Sorry you're so funny that you make me fart.
Welcome to the video show.
We're leaving that in.
It started.
That's, yep.
Do you know what I hate?
What?
When people say fluff instead of fart.
That makes me want to throw up.
Stay at home.
Oh, I've done a little fluff.
No, you farted.
Throw up.
You farted, you fucking loser.
You can actually watch this show on Spotify as well as listen.
If you want to.
If you want to.
On a Friday, it is both versions.
Coming up today, beautiful or fucked?
A mini debate happening in my house at the moment.
I think I did something beautiful.
My wife thinks I did something fucked.
You can decide.
Oh, we should do one of those poll things in the spotify app oh yeah like people can choose yeah um that actually we can't do that
anymore don't worry about it yeah yep nah you know because that other thing yep yeah don't worry
about it either way yeah um just before we get into whatever you're going to talk about baby
update no baby no baby yet today no baby. No baby today. No baby yet.

_What needs to be done_. Extend the podcast transcript with new lines that pick up right after "No baby yet." The listing has nothing to do with the podcast transcript.

_Information provided_.
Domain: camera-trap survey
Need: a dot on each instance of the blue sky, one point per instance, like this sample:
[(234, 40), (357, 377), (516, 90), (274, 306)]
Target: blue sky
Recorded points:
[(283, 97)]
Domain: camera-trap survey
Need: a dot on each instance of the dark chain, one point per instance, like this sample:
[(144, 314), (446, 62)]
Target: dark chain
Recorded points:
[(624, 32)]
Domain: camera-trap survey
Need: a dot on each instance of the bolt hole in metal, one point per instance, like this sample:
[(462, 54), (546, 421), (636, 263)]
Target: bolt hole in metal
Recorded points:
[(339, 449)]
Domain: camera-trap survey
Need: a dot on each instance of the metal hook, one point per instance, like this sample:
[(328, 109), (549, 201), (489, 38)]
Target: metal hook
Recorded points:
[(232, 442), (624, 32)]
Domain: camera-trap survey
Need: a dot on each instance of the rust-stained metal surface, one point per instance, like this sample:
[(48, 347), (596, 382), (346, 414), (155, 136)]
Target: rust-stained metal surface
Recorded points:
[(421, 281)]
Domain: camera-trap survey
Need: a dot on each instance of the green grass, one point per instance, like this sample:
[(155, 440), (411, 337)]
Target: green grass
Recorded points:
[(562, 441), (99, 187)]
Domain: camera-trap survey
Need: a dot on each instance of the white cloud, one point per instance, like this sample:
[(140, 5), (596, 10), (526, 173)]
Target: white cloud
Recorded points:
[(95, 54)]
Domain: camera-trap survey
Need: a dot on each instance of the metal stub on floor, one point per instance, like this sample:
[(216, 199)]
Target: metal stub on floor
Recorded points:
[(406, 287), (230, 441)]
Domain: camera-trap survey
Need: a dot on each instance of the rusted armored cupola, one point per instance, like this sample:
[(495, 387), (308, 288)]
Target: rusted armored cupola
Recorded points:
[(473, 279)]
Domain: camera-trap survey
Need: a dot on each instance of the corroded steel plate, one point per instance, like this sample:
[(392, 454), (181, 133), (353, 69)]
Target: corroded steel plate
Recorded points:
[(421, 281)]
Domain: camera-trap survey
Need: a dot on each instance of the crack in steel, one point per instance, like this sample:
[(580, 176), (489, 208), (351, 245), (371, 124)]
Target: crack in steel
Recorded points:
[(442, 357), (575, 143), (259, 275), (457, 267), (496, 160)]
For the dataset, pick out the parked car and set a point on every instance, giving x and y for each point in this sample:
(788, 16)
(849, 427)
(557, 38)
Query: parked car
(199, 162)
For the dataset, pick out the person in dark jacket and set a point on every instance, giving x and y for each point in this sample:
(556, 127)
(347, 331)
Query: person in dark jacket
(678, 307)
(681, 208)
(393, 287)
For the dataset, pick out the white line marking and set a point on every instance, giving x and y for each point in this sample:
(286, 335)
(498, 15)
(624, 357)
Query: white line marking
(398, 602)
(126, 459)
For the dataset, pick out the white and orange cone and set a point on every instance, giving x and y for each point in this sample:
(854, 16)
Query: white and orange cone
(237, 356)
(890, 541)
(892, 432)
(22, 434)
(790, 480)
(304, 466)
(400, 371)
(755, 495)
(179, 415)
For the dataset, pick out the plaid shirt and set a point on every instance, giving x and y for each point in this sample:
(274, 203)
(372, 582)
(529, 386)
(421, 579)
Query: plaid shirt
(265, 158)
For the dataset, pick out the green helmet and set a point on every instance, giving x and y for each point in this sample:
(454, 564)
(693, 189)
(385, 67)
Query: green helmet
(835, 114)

_Output below_.
No baby today.
Oh, where's my phone?
Oh, just in case.
Just in case the phone rings and the baby's happened.
No.
Just for everybody listening because people are probably
getting a bit excited, you know.
Some other people are, are they?
I'm just, whoa, chill out.
We're all excited, mate.
I know, but people that are listening aren't getting updates
of no either.
My friend Rachel was speaking to Bridget.
Rach had a baby a year ago, so it was kind of that person.
Bridget's probably got two or three other young mums who she's like asking all the questions of.
Yep.
And Rach said, imagine going bungee jumping.
You've got the thing tied around your ankle.
You're standing on the edge of the cliff.
And at some stage in the next few weeks,
someone's just going to pop you over the edge.
Oh, no, I can't.
It's like you're on the edge all day, every day for weeks at a time.
And because you guys for a few weeks have had like the bag next to the door
and everything just in case.
Stuff's in the car.
We've got a baby seat in the back of the car.
Like we are ready to go.
But I just wanted to update everybody.
No baby yet.
So don't stress.
We'll let you know as soon as we know.
Before Tony and I started this podcast,
we were working at a radio station together and we just sort of met.
And I don't know how we got chatting so deep and meaningful one day,
but I was just sort of like.
Was it when we drank heaps of sangria that day?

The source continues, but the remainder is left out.